Instructions
A) Which applicant types named in the eligibility list of the passage on foreign venture capital in India contain the word "Fund"?
B) Retype the passage on foreign venture capital in India from "SEBI (Venture Capital" to "incorporated outside India.", keeping its wording unchanged.
C) Extend the passage on foreign venture capital in India by writing what comes after its final sentence.

[begin Extract to read]

Foreign venture capital investment in India


FOREIGN VENTURE CAPITAL INVESTORS AND RELATED REGULATIONS

Venture Capital is a type of seed funding in which investment is made at the initial growing stage of ventures. It is a financing to small and start-up ventures, which has high risk and potential to develop near future. The Venture Capital Investors are generally put their funds in those companies, which are with new ideas, innovations and having potential of high growth with inherent uncertainties.

Venture Capital Investors are also called as 'Angel Investors' they are a group of investors, who have pooled their money in variety of sources. They are acting as an angel for start-up entities and small business organisation. Since start-ups with new and innovative ideas are not supported by the Banks or financial institutions, because of having no track records of business. They are facing tough time to finance their ideas and innovations from banks and financial institutions.

The 'Angel Investors' are those Hight Net-Worth Individuals who have retired from MNCs and have ample funds to invest in new and innovative ideas. They are generally investing in that fields in which they are familiar.

The Government of India has taken various steps to promote Venture Capital Funding’s, as mentioned in the report of K.B. Chandrasekhar Committee on Venture Capital;

'with a view to promote innovations, enterprise and conversion of scientific technology and knowledge-based ideas into commercial production, it is very important to promote venture capital activities in India. A flourishing venture capital industry in India will fill the gap between the capital requirements of technology and knowledge-based start-up enterprises and funds available from traditional institutional lenders such as the banks. The gap exists because such start-ups are necessarily based on intangible human assets and technology enabled mission, often with a hope of changing world. Since they do not have physical assets and low risk-based projects and hence they are not favourite to banks and financial institutions.'

REGULATION OF FOREIGN VENTURE CAPITAL INVESTORES

The FVCI are regulated by;

1. SECURITY EXCHNGE BOARD OF INDIA

SEBI (Venture Capital Funds) Regulations, 1996, they are considered as an Investor Class under these regulations.  

Foreign Venture Capital Investor (FVCI) has been defined as;

'to mean an investor incorporated and established outside India, is registered under these Regulations and proposes to make investment in accordance with these regulations.'

ELIGIBILITY: to be registered under SEBI(FCVI) Regulations, applicant can be Pension Fund, Mutual Fund, Investment Trust, Investment Company, Investment Partnership, Asset Management Company, Endowment Fund, University Fund, Charitable Institution or any other investment vehicle established or incorporated outside India.

[end Extract to read]
[begin Stored data]

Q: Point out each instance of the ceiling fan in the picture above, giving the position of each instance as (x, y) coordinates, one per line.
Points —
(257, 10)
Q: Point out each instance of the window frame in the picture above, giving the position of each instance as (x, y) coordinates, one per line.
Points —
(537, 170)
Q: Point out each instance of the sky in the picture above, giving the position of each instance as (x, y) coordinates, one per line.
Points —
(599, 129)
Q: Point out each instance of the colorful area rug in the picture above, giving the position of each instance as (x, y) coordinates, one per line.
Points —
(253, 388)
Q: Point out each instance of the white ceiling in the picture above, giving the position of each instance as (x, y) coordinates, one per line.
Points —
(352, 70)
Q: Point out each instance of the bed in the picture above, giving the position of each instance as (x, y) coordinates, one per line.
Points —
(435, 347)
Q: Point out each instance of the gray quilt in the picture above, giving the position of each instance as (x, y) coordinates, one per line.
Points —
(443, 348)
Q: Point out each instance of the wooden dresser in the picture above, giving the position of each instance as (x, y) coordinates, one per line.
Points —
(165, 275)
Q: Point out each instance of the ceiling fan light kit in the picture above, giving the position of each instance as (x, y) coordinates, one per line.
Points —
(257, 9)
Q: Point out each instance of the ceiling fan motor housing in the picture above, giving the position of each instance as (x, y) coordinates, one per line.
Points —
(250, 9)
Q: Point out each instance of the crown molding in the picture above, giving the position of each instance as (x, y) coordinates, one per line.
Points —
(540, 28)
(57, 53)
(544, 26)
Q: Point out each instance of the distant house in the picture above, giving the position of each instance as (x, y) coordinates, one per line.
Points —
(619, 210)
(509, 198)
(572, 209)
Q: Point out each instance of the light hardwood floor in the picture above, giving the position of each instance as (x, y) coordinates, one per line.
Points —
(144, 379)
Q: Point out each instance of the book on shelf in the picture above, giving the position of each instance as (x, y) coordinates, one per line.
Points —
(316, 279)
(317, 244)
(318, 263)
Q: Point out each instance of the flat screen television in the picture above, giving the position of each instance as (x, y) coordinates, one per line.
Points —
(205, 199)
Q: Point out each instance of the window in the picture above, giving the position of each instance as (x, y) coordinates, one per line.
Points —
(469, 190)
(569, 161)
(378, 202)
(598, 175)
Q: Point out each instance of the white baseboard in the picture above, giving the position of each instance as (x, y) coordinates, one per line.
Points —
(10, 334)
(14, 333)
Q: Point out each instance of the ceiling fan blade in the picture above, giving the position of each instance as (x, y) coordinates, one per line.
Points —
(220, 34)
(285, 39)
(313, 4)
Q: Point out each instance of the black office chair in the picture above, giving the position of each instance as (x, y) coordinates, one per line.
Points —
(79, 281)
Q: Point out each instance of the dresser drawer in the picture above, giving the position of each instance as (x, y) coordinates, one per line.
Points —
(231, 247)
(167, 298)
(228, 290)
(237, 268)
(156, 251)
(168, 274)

[end Stored data]

Results in order
A) Pension Fund, Mutual Fund, Endowment Fund, University Fund

B)
SEBI (Venture Capital Funds) Regulations, 1996, they are considered as an Investor Class under these regulations.  

Foreign Venture Capital Investor (FVCI) has been defined as;

'to mean an investor incorporated and established outside India, is registered under these Regulations and proposes to make investment in accordance with these regulations.'

ELIGIBILITY: to be registered under SEBI(FCVI) Regulations, applicant can be Pension Fund, Mutual Fund, Investment Trust, Investment Company, Investment Partnership, Asset Management Company, Endowment Fund, University Fund, Charitable Institution or any other investment vehicle established or incorporated outside India.

C)
CONDITIONS OF INVESTMENT: Regulation 11 of SEBI (Foreign Venture Capital Investor) Regulations, 2000 provides following regulations to be followed by all FVCI;

a. FVCI should disclose to SEBI its investment strategies;

b. While it can invest its total funds committed in one Venture Capital fund, it shall however not invest more than 25% of funds committed to investment in India in one Venture Capital Undertaking;

c. It shall make investments in Venture Capital Undertaking as follows;

  1. At least 66.67% of investible funds shall be invested in unlisted equity shares or equity linked instruments;
  2. Not more than 33. 33% of the investible funds may be invested by way of;
  • Subscription of initial public offer by Venture Capital Undertaking, whose share are proposed to be listed and having lock-up period of one year;
  • Debt or debt instruments of Venture Capital Undertaking in which Venture Capital Investor has already made investment in Equity Shares;
  • Preferential allotment of shares of listed entity subject to lock-in period of one year;
  • Equity or equity linked instruments of s financially weak company or sick industrial company whose shares are listed;
  • SPVs created for the purpose of facilitating and promoting investment in accordance with these regulations.
  • It shall disclose the duration or life cycle of the investments.  

2. RESERVE BANK OF INDIA:

FEMA, 1999 has categorised the investment by Venture capital Investors in India as Capital Account Transactions and are regulated by Notification No. 20/2000-RB dated 3rd May, 2000 Foreign Exchange Management (Transfer or Issue of Security by a Person Resident outside India) Regulation, 2000.

FDI POLICY, 2016; FOREIGN VENTURE CAPITAL INVESTOR is defined as 'Foreign Venture Capital Investor (FVCI) means an investor incorporated and established outside India, which is registered under SEBI (Venture Capital Investor) Regulations, 2000 and proposes to make investment in accordance with these regulations.'

MODE OF INVESTMENT BY FVCIs:

Investment by FVCIs under Schedule I of Inbound Regulations:

They are allowed to invest under FDI Scheme, as non-resident entities in other company’s subject to FDI Norms and provisions of FEMA, 1999.

A FCVI has to determine upfront while investing into any Indian Company, whether the investment is under FDI Scheme or FCVI Scheme and report accordingly.

Under FDI Route all terms and conditions applicable to foreign direct investment as specified under Schedule I of Inbound Regulations will be applicable to FCVIs investment.

Investment by FVCIs under Schedule VI of Inbound Regulations.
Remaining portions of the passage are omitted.